**Problem**
Provide the number of lines of the records that include "green", with no other content.

**Material for this task**
Content starts

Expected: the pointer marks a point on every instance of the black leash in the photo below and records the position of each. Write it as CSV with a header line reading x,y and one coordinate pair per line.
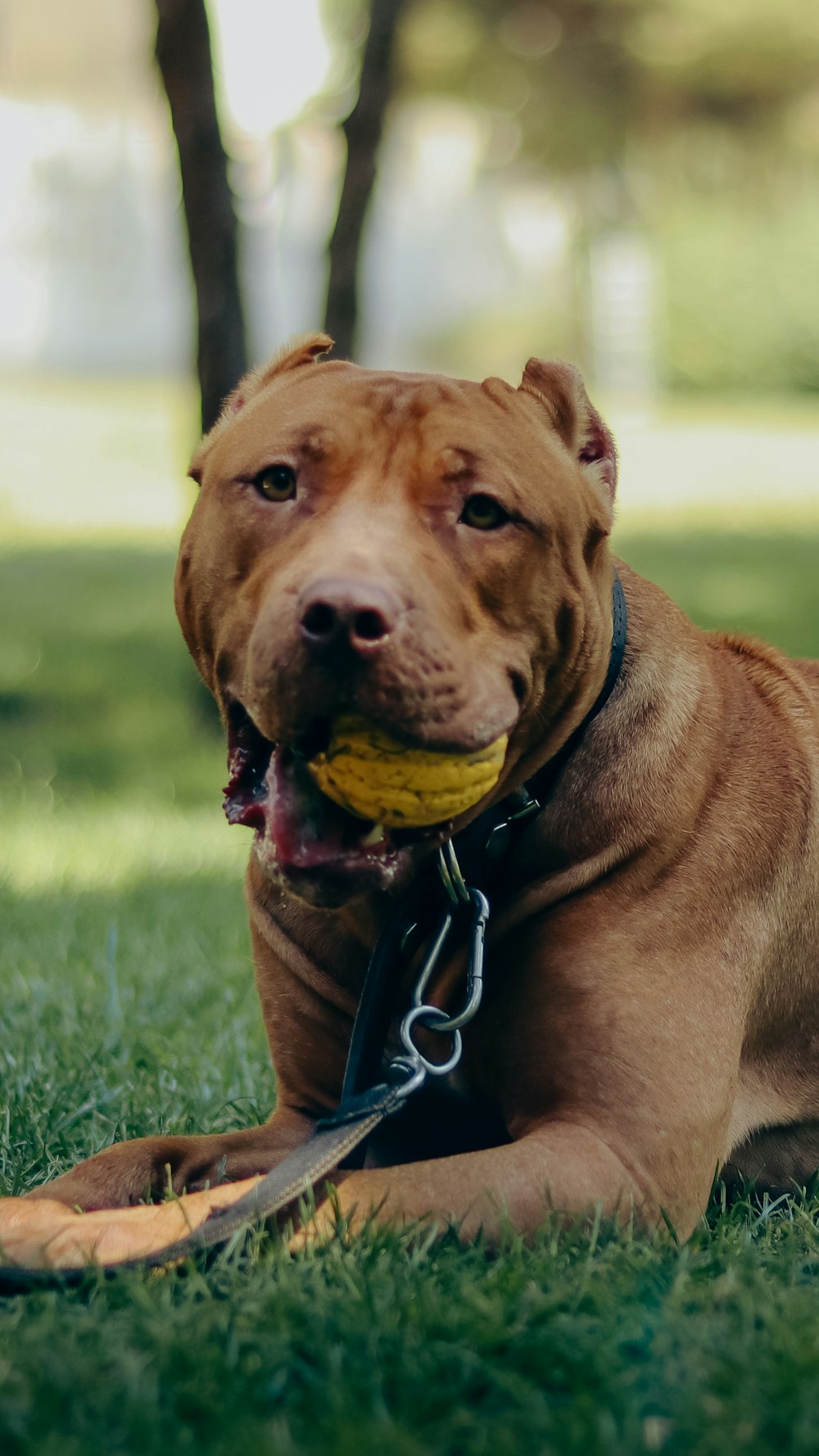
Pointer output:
x,y
439,905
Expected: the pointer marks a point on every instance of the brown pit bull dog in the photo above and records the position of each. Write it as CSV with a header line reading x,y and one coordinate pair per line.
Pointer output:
x,y
435,557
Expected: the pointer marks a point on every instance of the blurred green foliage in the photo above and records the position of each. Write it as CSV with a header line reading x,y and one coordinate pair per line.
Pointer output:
x,y
690,124
97,690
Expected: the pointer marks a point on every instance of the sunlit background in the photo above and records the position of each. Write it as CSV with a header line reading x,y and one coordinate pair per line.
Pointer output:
x,y
690,299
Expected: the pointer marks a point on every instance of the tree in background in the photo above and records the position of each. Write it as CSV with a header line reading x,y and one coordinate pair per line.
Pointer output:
x,y
184,59
362,133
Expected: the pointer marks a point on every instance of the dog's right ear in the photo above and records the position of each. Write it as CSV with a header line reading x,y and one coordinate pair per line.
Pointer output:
x,y
303,350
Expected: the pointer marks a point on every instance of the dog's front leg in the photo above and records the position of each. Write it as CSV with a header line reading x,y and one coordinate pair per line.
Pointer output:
x,y
557,1167
146,1167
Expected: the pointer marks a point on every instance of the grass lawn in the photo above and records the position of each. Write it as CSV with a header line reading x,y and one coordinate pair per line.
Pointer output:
x,y
127,1006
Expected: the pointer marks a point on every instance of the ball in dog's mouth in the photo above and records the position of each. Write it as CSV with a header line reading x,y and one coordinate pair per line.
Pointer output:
x,y
301,833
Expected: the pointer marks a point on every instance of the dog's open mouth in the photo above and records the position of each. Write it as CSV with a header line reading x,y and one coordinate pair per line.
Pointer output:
x,y
299,830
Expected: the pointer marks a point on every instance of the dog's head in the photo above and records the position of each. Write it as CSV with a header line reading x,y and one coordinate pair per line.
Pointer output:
x,y
426,552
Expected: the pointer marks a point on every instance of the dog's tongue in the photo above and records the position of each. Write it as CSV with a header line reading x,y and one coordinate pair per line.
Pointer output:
x,y
303,826
297,826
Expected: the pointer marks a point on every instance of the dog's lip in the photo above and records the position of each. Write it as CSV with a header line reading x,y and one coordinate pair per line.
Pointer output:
x,y
296,826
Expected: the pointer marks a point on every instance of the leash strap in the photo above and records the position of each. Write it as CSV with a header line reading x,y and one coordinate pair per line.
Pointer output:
x,y
340,1139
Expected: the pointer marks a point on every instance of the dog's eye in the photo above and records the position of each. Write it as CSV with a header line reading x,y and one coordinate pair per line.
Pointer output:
x,y
482,513
277,482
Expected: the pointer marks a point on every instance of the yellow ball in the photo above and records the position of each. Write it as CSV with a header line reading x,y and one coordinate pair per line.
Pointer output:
x,y
378,778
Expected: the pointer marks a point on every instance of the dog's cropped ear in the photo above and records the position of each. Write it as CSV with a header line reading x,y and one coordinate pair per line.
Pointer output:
x,y
560,387
305,350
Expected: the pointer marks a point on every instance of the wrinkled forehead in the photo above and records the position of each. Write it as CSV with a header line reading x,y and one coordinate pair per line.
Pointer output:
x,y
336,404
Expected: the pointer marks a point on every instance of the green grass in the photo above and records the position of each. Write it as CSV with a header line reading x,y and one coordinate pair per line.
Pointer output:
x,y
127,1006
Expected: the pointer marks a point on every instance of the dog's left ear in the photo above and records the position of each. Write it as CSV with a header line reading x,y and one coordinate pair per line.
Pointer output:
x,y
560,387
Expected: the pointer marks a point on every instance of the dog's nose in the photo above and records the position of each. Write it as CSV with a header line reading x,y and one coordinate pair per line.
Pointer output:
x,y
338,613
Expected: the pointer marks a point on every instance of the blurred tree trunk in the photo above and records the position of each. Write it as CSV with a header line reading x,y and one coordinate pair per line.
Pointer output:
x,y
363,131
183,54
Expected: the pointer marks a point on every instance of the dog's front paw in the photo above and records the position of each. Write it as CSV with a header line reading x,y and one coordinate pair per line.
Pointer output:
x,y
138,1171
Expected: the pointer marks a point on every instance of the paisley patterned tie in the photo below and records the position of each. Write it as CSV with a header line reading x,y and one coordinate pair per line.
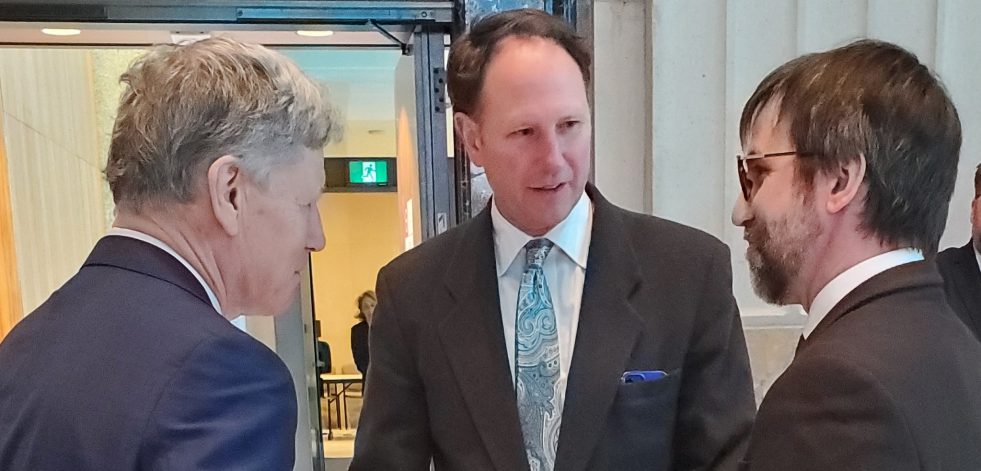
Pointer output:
x,y
537,362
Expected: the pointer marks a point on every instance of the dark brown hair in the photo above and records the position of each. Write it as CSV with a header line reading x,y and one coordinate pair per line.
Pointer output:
x,y
472,52
872,99
977,182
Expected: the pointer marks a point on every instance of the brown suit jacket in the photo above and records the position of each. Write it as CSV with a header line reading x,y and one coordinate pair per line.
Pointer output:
x,y
890,380
657,296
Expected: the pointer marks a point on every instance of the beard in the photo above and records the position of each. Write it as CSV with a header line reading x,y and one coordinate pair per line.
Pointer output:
x,y
776,253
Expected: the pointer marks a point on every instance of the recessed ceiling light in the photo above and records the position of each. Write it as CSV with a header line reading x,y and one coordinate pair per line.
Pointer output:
x,y
315,33
61,31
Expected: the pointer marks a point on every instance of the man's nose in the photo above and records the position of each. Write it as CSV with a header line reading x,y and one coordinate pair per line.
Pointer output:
x,y
740,211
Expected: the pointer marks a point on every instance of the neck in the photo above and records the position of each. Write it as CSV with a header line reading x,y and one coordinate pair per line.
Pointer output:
x,y
181,229
833,255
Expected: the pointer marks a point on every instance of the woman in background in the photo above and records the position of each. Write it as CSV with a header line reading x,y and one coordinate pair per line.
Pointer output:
x,y
359,332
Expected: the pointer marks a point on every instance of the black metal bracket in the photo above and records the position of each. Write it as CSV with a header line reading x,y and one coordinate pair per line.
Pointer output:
x,y
405,47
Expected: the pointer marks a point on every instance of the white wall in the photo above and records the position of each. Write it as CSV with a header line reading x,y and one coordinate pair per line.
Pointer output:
x,y
699,61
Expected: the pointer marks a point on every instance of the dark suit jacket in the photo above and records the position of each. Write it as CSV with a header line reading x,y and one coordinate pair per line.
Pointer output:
x,y
962,282
359,346
127,366
889,380
657,296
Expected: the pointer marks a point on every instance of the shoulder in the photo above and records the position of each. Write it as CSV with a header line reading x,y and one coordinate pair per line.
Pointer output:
x,y
951,256
673,243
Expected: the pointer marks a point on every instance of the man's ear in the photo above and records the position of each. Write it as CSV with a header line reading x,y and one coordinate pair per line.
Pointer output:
x,y
847,183
225,192
469,132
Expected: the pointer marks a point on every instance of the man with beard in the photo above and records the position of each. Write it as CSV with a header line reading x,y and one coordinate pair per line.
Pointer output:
x,y
961,268
849,165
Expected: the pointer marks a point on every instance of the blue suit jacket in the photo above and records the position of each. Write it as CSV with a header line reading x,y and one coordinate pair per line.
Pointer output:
x,y
127,366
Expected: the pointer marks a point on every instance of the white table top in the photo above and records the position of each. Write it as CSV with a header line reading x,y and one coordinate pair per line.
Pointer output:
x,y
346,378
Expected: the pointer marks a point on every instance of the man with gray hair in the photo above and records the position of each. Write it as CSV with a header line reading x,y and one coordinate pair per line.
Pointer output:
x,y
215,166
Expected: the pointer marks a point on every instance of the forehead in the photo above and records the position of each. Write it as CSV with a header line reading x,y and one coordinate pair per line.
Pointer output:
x,y
303,172
530,70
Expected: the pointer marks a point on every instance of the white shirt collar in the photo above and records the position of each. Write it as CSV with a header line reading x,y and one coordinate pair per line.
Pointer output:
x,y
118,231
847,281
977,255
571,235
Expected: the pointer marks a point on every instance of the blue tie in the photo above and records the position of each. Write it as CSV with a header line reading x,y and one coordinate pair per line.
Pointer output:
x,y
537,362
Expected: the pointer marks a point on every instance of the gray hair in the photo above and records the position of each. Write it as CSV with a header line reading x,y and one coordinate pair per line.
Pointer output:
x,y
184,106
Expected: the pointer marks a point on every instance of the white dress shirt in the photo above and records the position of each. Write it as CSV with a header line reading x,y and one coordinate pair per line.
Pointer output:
x,y
977,255
848,280
118,231
565,272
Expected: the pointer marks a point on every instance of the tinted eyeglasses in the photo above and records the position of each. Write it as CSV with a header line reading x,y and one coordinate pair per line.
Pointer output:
x,y
742,167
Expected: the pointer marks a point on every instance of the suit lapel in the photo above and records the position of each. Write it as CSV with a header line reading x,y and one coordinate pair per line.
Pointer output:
x,y
904,277
608,330
473,339
138,256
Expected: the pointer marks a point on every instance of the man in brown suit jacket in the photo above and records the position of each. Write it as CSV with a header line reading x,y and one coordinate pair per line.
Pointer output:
x,y
631,292
849,165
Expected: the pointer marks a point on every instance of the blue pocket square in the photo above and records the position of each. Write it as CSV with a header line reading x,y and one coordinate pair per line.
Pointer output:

Content ends

**Answer to this task**
2